* **FRAGMENTO SELECCIONADO**:
Una de las secuelas que le ha dejado el virus es que apenas puede moverse con normalidad, pero resopla de alivio cuando piensa en lo que podría haber sido. Camina lento y se asfixia al mínimo esfuerzo, lo que ha obligado a la familia a mudarse del tercero sin ascensor en el que vivían. “Yo antes andaba mucho, iba a la montaña, me movía. Y eso ahora es imposible”, deja caer con desazón. Aún así abandona a paso firme uno de los edificios, el ambulatorio, que componen el imponente complejo hospitalario en el que acaban de pasarle consulta y camina hacia el principal. En la segunda planta las intensivistas, enfermeras, auxiliares y celadores que le salvaron la vida siguen trabajando casi sin descanso.

Hace un año y algunos días la UCI 'polivalente' del 12 de Octubre ingresaba al primer paciente con una extraña neumonía que ha acabado paralizando el mundo. “Ahora mismo se me acaba de poner la piel de gallina”, confiesa frente a una de las 17 camas que componen la unidad la intensivista Susana Temprano. Cuatro están libres, pero se ocuparán pronto con enfermos de COVID que están en otras plantas de críticos en las que antes se recuperaban con normalidad de una operación cardiaca o un infarto. La bajada de la tercera ola, aunque más lenta aquí dentro, se deja notar en los ingresos, pero de nuevo obligó a alterar la actividad habitual, reorganizar y suspender operaciones no urgentes.

* **TAREAS POR REALIZAR**:
1. Copia literalmente la parte del fragmento seleccionado que empieza en "Hace un año" y termina en "operaciones no urgentes.".
2. Según el fragmento seleccionado, ¿cuántas camas componen la UCI donde trabaja la intensivista Susana Temprano?
Las entradas no guardan ninguna relación con el fragmento seleccionado.

* **DATOS DE ORIGEN**:
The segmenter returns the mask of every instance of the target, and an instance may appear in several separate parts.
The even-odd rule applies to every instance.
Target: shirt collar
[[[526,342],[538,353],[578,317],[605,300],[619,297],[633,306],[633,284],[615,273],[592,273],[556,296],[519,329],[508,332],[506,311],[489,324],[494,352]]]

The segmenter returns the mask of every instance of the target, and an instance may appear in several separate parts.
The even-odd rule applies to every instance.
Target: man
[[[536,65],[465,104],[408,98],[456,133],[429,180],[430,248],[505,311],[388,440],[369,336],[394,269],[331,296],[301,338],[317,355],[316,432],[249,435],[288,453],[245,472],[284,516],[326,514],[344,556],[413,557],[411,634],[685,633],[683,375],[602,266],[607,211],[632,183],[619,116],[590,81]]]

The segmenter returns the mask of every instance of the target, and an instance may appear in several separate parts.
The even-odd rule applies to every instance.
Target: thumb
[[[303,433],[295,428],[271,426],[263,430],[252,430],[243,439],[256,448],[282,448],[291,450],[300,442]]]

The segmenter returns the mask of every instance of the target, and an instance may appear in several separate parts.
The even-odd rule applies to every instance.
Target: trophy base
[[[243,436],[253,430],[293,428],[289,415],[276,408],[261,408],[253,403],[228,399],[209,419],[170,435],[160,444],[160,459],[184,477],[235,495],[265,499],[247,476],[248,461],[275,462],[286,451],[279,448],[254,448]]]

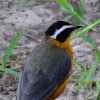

* **RESPUESTAS NUMERADAS**:
1.
Hace un año y algunos días la UCI 'polivalente' del 12 de Octubre ingresaba al primer paciente con una extraña neumonía que ha acabado paralizando el mundo. “Ahora mismo se me acaba de poner la piel de gallina”, confiesa frente a una de las 17 camas que componen la unidad la intensivista Susana Temprano. Cuatro están libres, pero se ocuparán pronto con enfermos de COVID que están en otras plantas de críticos en las que antes se recuperaban con normalidad de una operación cardiaca o un infarto. La bajada de la tercera ola, aunque más lenta aquí dentro, se deja notar en los ingresos, pero de nuevo obligó a alterar la actividad habitual, reorganizar y suspender operaciones no urgentes.

2. La unidad se compone de 17 camas.